**Document passage:**
Multiclass classification problem.

In the previous example, we saw how to do binary classification, let’s see what happens for multiclass outputs.

We’ll use Reuters dataset, It’s a simple, widely used toy dataset for text classification. There are 46 different topics; some topics are more represented than others, but each topic has at least 10 examples in the training set.

Another way of encoding categorical data

Another way to encode the labels would be to cast them as, an integer tensor, like this:

y_train = np.array(train_labels)
y_test = np.array(test_labels)

The only thing this approach would change is the choice of the loss function. The loss function used here, categorical_crossentropy , expects the labels to follow a categorical encoding. With integer labels, we should use sparse_categorical_crossentropy :


This new loss function is still mathematically the same as categorical_crossentropy; it just has a different interface.

Why have large intermediate layers??

In the news_classification project we used large intermediate layers, to avoid a architectural information bottleneck. To see what happens when we introduce an information bottleneck by having intermediate layers that are significantly less than 46-dimensional, try this:

model = models.Sequential()
model.add(layers.Dense(64, activation='relu', input_shape=(10000,)))
model.add(layers.Dense(4, activation='relu'))

**Instruction A:** Quote the stretch of the multiclass classification passage from "The only thing" through "large intermediate layers??".
**Instruction B:** Extend the passage on multiclass classification with the Reuters dataset, picking up right after its final line.

**Data rows:**
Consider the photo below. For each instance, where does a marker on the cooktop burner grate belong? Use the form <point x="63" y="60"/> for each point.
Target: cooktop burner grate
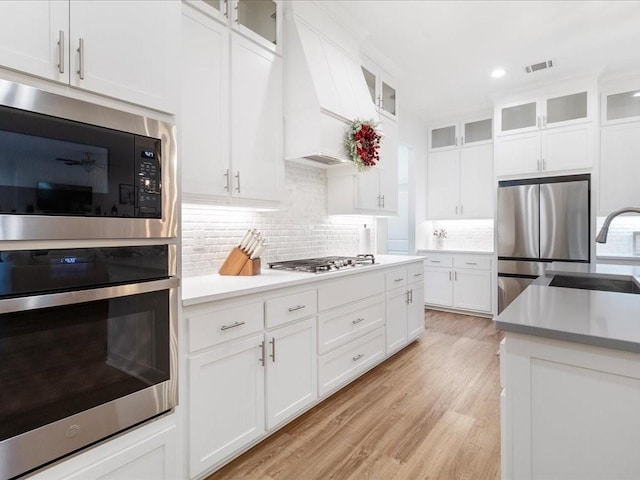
<point x="323" y="264"/>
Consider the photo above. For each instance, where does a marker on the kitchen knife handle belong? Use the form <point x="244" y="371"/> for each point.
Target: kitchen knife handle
<point x="80" y="51"/>
<point x="61" y="51"/>
<point x="273" y="349"/>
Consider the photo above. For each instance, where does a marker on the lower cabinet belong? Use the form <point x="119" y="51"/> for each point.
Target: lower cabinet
<point x="226" y="409"/>
<point x="257" y="361"/>
<point x="568" y="411"/>
<point x="291" y="363"/>
<point x="458" y="281"/>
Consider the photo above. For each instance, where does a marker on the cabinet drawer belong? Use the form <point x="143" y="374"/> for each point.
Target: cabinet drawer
<point x="477" y="262"/>
<point x="279" y="311"/>
<point x="415" y="273"/>
<point x="395" y="278"/>
<point x="350" y="289"/>
<point x="342" y="365"/>
<point x="342" y="325"/>
<point x="211" y="326"/>
<point x="439" y="260"/>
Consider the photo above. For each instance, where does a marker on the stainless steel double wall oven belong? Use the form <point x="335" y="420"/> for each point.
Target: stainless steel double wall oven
<point x="88" y="274"/>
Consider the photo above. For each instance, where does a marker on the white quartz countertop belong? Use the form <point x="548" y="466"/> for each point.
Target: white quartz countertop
<point x="606" y="319"/>
<point x="214" y="287"/>
<point x="453" y="250"/>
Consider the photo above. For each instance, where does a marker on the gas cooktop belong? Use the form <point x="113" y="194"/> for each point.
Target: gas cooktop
<point x="323" y="264"/>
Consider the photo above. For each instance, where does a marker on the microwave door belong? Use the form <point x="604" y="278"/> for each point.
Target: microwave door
<point x="518" y="221"/>
<point x="564" y="221"/>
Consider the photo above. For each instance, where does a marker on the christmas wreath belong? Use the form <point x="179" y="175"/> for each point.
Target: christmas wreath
<point x="363" y="144"/>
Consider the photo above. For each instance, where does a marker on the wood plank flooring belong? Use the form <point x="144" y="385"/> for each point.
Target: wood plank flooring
<point x="432" y="411"/>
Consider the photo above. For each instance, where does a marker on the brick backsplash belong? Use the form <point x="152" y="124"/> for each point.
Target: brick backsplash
<point x="300" y="229"/>
<point x="620" y="238"/>
<point x="462" y="234"/>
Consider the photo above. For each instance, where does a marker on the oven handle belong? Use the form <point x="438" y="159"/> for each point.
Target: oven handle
<point x="35" y="302"/>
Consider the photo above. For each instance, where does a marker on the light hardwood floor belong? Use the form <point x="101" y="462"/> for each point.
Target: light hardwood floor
<point x="432" y="411"/>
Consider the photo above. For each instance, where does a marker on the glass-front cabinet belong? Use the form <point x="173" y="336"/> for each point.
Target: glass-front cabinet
<point x="460" y="134"/>
<point x="539" y="113"/>
<point x="382" y="92"/>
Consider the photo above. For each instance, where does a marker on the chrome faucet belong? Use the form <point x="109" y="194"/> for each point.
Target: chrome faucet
<point x="604" y="231"/>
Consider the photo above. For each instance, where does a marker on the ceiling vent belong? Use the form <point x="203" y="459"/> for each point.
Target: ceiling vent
<point x="538" y="66"/>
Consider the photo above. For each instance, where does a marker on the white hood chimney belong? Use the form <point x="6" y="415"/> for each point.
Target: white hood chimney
<point x="324" y="90"/>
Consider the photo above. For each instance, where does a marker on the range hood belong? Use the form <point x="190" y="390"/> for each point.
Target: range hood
<point x="324" y="91"/>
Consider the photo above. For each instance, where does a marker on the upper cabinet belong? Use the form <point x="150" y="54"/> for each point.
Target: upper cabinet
<point x="460" y="170"/>
<point x="381" y="89"/>
<point x="109" y="48"/>
<point x="231" y="113"/>
<point x="547" y="134"/>
<point x="465" y="133"/>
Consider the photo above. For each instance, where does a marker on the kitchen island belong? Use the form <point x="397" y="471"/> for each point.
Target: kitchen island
<point x="570" y="373"/>
<point x="259" y="351"/>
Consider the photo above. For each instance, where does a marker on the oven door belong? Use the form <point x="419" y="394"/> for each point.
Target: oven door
<point x="80" y="366"/>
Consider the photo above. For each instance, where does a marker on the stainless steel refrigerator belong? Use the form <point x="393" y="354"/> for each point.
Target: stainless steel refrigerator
<point x="540" y="221"/>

**Output A:**
The only thing this approach would change is the choice of the loss function. The loss function used here, categorical_crossentropy , expects the labels to follow a categorical encoding. With integer labels, we should use sparse_categorical_crossentropy :


This new loss function is still mathematically the same as categorical_crossentropy; it just has a different interface.

Why have large intermediate layers??

**Output B:**
model.add(layers.Dense(46, activation='softmax'))

          validation_data=(x_val, y_val))

The network would now be peaking at ~71% validation accuracy, an 8% absolute drop. This drop is mostly due to the fact that we’re trying to compress a lot of information (enough information to recover the separation hyperplanes of 46 classes) into an intermediate space that is too low-dimensional. The model is able to cram most of the necessary information into these eight-dimensional representations, but not all of it.

Things that came out

  1. The network ends with a Dense layer of size 46. This means for each input sample, the network will output a 46-dimensional vector. Each entry in this vector (each dimension) will encode a different output class.

  2. The last layer uses a softmax activation. we saw this pattern in the MNIST example. It means the network will output a probability distribution over the 46 different output classes for every input sample, the network will produce a 46 dimensional output vector, where output[i] is the probability that the sample belongs to class i. The 46 scores will sum to 1.

  3. If we’re trying to classify data points among N classes, our network should end with a Dense layer of size N .

  4. In a single-label, multiclass classification problem, our network should end with a softmax activation so that it will output a probability distribution over the N output classes.

  5. Categorical crossentropy is almost always the loss function we should use for such problems. It minimizes the distance between the probability distributions output by the network and the true distribution of the targets.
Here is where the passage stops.